* BEGIN INPUT ROWS *

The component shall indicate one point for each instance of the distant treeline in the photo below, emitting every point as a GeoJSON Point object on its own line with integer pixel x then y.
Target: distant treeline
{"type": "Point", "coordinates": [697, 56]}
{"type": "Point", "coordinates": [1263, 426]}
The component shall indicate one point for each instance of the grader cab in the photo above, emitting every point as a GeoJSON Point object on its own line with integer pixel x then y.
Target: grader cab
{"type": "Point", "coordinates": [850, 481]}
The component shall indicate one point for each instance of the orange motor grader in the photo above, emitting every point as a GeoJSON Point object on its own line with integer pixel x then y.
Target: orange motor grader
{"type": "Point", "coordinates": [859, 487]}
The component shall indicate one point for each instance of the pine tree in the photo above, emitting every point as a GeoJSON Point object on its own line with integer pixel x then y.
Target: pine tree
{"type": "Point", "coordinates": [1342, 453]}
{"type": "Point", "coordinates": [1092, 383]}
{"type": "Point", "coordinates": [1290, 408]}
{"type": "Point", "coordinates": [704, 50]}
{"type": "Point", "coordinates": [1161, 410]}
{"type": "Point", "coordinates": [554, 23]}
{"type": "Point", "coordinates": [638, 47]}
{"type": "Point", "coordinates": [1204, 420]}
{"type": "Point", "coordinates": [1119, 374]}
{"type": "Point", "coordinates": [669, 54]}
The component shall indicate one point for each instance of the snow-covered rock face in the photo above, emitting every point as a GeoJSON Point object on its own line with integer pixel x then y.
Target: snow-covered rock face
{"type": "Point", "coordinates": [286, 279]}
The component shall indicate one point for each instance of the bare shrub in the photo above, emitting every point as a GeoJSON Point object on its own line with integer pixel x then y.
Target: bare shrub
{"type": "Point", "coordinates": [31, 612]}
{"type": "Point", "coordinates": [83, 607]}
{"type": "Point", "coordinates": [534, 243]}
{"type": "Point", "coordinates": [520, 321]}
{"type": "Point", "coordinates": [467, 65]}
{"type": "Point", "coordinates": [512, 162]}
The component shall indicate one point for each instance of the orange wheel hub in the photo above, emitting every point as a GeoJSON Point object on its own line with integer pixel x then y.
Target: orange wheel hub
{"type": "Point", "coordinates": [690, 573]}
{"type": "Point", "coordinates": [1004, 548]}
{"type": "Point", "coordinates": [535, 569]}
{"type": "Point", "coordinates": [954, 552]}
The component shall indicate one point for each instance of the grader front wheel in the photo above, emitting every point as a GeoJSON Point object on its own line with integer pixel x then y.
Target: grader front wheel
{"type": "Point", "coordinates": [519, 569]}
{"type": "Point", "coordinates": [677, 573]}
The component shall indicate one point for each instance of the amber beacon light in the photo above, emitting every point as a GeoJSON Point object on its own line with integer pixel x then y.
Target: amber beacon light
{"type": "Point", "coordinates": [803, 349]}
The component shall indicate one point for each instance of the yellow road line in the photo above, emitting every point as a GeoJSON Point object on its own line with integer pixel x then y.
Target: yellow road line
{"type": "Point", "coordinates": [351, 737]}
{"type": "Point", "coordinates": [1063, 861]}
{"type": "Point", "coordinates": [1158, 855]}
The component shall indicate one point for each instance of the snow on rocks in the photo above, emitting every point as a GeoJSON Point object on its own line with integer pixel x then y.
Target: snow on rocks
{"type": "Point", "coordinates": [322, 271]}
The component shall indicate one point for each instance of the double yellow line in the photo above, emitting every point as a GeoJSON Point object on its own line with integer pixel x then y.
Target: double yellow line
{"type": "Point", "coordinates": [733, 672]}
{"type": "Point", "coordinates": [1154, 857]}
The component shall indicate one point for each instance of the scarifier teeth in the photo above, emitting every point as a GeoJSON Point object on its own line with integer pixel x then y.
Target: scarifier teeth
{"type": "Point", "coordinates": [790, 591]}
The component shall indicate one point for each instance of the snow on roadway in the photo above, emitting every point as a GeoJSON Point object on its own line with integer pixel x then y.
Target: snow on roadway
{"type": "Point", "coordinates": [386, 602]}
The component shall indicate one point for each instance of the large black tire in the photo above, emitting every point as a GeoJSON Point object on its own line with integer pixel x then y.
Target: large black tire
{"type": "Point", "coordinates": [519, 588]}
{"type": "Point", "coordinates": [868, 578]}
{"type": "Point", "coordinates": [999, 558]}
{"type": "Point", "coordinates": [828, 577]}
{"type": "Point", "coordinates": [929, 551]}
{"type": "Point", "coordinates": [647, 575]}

* END INPUT ROWS *

*STATED TASK*: Can you give every line above again, exactly as written?

*THE OUTPUT*:
The component shall indicate one point for each instance of the distant treeline in the photo below, emitting every point as a GeoJSON Point object on its own line with integer pixel x then y.
Target: distant treeline
{"type": "Point", "coordinates": [697, 56]}
{"type": "Point", "coordinates": [1263, 426]}
The component shall indicate one point for each instance of the grader cab in the photo above, emitting every point as a GeoJSON Point object on its own line with integer pixel x then y.
Target: grader cab
{"type": "Point", "coordinates": [850, 481]}
The component shall indicate one point for each instance of the orange motor grader in the photo above, emitting every point as a GeoJSON Point object on its own line with integer pixel x then y.
Target: orange motor grader
{"type": "Point", "coordinates": [859, 487]}
The component shall indicate one point for each instance of the pine tree in the photo above, emitting every point as a GeoJSON Point object on its own line with integer pixel x then y.
Target: pine tree
{"type": "Point", "coordinates": [1342, 453]}
{"type": "Point", "coordinates": [1092, 383]}
{"type": "Point", "coordinates": [1290, 408]}
{"type": "Point", "coordinates": [704, 50]}
{"type": "Point", "coordinates": [1161, 410]}
{"type": "Point", "coordinates": [554, 23]}
{"type": "Point", "coordinates": [638, 47]}
{"type": "Point", "coordinates": [1204, 420]}
{"type": "Point", "coordinates": [1119, 374]}
{"type": "Point", "coordinates": [669, 54]}
The component shall indicate one point for each instance of the snow-covered rock face in the photo above, emitting every point as a GeoJSON Point object on its own line with integer pixel x then y.
Target: snow-covered rock face
{"type": "Point", "coordinates": [286, 279]}
The component shall indicate one point for each instance of the bare shrub in the photo above, emitting every point as a GeoJSON Point object on its own line with integer pixel x then y.
Target: bare shrub
{"type": "Point", "coordinates": [31, 612]}
{"type": "Point", "coordinates": [83, 607]}
{"type": "Point", "coordinates": [534, 243]}
{"type": "Point", "coordinates": [520, 321]}
{"type": "Point", "coordinates": [467, 65]}
{"type": "Point", "coordinates": [512, 162]}
The component shall indicate one point for each instance of the orange wheel hub in the photo above, emitting every point as a GeoJSON Point object on its own line with integer pixel x then y.
Target: orange wheel hub
{"type": "Point", "coordinates": [690, 573]}
{"type": "Point", "coordinates": [1004, 548]}
{"type": "Point", "coordinates": [535, 569]}
{"type": "Point", "coordinates": [954, 552]}
The component shall indicate one point for each instance of the grader front wheel in the photo above, emitting every point as a GeoJSON Point object on its own line with integer pixel x then y.
Target: grader front wheel
{"type": "Point", "coordinates": [519, 569]}
{"type": "Point", "coordinates": [677, 573]}
The component shall indicate one point for each instance of the amber beacon light in the photo above, emitting every point as a GeoJSON Point object on its own line with integer pixel x then y.
Target: amber beacon light
{"type": "Point", "coordinates": [803, 349]}
The component shall indicate one point for each instance of the yellow road line in the photo above, emitting every point as a GeoJSON Point object on its own line with integer pixel x then y.
Target: yellow road line
{"type": "Point", "coordinates": [351, 737]}
{"type": "Point", "coordinates": [1063, 861]}
{"type": "Point", "coordinates": [1158, 855]}
The component shall indicate one point for each instance of the snow on rocks in the photo above, emitting every point as a GeoJSON Point object on its own line with integer pixel x then y.
Target: snow on rocks
{"type": "Point", "coordinates": [322, 271]}
The component shall indicate one point for each instance of the double yellow line in the photo above, emitting every point as a GeoJSON Point object on its own line with integer pixel x then y.
Target: double yellow line
{"type": "Point", "coordinates": [733, 672]}
{"type": "Point", "coordinates": [1154, 857]}
The component shall indicate one point for each instance of the scarifier teeth in the photo above, emitting every point as a GeoJSON Point object on its own line with integer pixel x then y.
Target: scarifier teeth
{"type": "Point", "coordinates": [790, 591]}
The component shall indicate one point for each instance of the snow on roadway in the photo above, emitting every point as a GeoJSON Point object on its own line with integer pixel x then y.
Target: snow on roadway
{"type": "Point", "coordinates": [386, 602]}
The component shall indicate one point for each instance of the large black tire in the photo above, emitting every point as a GeoJSON Point object on its own line with integer pixel x then y.
Target: large black tire
{"type": "Point", "coordinates": [519, 588]}
{"type": "Point", "coordinates": [868, 578]}
{"type": "Point", "coordinates": [999, 558]}
{"type": "Point", "coordinates": [828, 577]}
{"type": "Point", "coordinates": [929, 551]}
{"type": "Point", "coordinates": [647, 575]}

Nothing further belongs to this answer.